Saturday, June 26, 2010

Big Oil Rates Utah One Of 10 Best Places To Do Business, According To Fraser Institute's 2010 Global Petroleum Survey Of 133 Jurisdictions

One of the reasons Utah has weathered the recession better than much of the rest of the United States is that it offers a friendlier business environment. Regulation is less obstructive and redundant than in most other parts of the country, and the state legislature and governor both promote competition as the best way towards greater universal prosperity.

This verdict has just been reinforced by the Fraser Institute's 2010 Global Petroleum Survey. A total of 645 different petroleum industry executives and managers provided input regarding barriers to investment in oil and gas exploration and production in various jurisdictions around the world. According to the 151-page report, jurisdictions within North America, Europe, Australia, and New Zealand generally received the best rankings. Specifically, the 10 most attractive jurisdictions for investment, based on the All-Inclusive Composite Index, are South Dakota, Texas, Illinois, Wyoming, Austria, Mississippi, Utah, Manitoba, Oklahoma and Alabama. Illinois, Wyoming, Manitoba, and Utah are newcomers to the top 10. A total of 133 jurisdictions were evaluated.

Natural-language descriptions of regions:
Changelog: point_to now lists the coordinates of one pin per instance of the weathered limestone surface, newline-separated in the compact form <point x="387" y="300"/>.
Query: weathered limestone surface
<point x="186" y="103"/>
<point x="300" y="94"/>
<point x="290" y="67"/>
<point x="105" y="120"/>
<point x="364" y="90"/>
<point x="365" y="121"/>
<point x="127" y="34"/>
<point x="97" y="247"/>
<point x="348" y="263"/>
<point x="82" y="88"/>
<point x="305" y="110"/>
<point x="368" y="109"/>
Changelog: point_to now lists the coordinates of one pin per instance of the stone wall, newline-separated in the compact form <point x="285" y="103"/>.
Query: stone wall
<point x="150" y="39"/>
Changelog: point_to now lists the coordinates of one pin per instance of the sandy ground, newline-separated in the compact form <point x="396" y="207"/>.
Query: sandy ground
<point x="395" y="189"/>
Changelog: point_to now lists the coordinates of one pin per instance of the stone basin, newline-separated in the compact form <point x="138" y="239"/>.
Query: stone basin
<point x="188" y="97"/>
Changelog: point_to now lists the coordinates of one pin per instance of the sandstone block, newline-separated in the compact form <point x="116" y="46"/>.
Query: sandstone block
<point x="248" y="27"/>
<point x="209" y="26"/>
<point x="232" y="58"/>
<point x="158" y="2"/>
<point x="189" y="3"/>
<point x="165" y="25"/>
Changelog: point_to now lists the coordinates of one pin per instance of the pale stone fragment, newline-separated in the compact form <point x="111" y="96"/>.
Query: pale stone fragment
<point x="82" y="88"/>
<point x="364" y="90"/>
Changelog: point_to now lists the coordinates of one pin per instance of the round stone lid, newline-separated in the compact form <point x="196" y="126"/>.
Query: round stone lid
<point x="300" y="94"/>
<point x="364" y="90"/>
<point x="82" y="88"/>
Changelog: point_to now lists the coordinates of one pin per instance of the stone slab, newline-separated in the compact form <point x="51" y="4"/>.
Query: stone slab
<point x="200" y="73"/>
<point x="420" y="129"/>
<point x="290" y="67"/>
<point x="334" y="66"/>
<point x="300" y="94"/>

TASK REQUIREMENTS »
**a.** Answer these about the article on Utah's business ranking:
(i) What do Utah's state legislature and governor promote as the best way toward greater universal prosperity?
(ii) How many petroleum industry executives and managers provided input for the survey?
(iii) Which jurisdictions are named as newcomers to the top 10?
**b.** Write out word for word the portion of the article on Utah's business ranking starting at "This verdict has" and ending at "jurisdictions were evaluated.".
The data plays no part in this.

RESPONSES »
**a.**
(i) Competition
(ii) 645
(iii) Illinois, Wyoming, Manitoba, and Utah

**b.**
This verdict has just been reinforced by the Fraser Institute's 2010 Global Petroleum Survey. A total of 645 different petroleum industry executives and managers provided input regarding barriers to investment in oil and gas exploration and production in various jurisdictions around the world. According to the 151-page report, jurisdictions within North America, Europe, Australia, and New Zealand generally received the best rankings. Specifically, the 10 most attractive jurisdictions for investment, based on the All-Inclusive Composite Index, are South Dakota, Texas, Illinois, Wyoming, Austria, Mississippi, Utah, Manitoba, Oklahoma and Alabama. Illinois, Wyoming, Manitoba, and Utah are newcomers to the top 10. A total of 133 jurisdictions were evaluated.